(EXERCISE DETAILS):
Pick out each line of the listing below that includes the word "region", and copy those lines.

━━━ RAW RECORDS

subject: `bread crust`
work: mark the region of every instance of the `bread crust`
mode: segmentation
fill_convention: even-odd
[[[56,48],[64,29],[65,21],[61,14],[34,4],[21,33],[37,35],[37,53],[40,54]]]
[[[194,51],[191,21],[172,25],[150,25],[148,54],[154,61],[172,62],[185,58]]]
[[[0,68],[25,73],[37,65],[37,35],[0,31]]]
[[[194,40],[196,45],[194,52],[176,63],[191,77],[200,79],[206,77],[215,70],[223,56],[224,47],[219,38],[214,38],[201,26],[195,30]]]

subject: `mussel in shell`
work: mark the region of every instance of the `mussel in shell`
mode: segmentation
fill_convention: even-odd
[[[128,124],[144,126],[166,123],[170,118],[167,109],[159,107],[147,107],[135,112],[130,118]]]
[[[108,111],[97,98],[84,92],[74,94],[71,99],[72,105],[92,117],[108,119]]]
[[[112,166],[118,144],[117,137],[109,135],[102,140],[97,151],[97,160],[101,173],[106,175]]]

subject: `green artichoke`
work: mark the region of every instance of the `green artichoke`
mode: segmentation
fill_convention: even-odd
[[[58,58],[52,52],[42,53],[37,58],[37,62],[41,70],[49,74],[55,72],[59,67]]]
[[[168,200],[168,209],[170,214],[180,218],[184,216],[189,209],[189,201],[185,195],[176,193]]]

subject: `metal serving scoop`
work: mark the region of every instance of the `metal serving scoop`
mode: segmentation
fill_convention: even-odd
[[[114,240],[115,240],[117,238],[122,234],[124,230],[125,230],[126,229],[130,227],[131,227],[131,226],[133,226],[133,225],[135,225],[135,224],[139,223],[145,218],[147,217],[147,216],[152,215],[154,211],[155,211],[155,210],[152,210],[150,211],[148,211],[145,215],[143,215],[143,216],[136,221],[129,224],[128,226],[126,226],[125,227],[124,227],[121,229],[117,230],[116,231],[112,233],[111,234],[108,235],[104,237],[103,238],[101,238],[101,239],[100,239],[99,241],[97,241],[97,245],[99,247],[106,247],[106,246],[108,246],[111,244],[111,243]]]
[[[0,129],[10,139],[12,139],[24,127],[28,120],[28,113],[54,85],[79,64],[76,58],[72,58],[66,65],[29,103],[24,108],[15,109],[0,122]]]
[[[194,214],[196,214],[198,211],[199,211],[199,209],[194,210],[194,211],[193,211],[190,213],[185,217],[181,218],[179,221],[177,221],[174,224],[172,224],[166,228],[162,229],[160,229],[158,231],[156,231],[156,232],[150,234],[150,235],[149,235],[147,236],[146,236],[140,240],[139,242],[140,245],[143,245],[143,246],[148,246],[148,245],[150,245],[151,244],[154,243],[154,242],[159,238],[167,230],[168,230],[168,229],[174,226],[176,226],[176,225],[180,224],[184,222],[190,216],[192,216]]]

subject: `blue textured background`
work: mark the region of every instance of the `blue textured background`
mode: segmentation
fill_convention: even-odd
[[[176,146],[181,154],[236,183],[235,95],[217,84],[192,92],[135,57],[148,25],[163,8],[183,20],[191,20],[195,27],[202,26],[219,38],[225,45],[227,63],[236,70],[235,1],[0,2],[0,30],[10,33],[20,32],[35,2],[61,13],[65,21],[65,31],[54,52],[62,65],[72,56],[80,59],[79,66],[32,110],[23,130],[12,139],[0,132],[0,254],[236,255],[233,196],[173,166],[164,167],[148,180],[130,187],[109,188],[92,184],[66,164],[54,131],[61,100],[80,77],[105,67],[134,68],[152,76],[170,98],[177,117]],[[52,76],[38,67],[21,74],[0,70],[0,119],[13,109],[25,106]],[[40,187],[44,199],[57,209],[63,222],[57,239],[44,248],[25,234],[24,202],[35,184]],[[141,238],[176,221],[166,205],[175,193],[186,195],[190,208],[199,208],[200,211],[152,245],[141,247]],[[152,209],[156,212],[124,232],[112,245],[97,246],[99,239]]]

━━━━━━

(RESULT OF THE TASK):
work: mark the region of every instance of the `bread crust`
work: mark the region of every instance of the `mussel in shell`
work: mark the region of every instance of the `green artichoke`
work: mark the region of every instance of the `metal serving scoop`
work: mark the region of every instance of the `blue textured background`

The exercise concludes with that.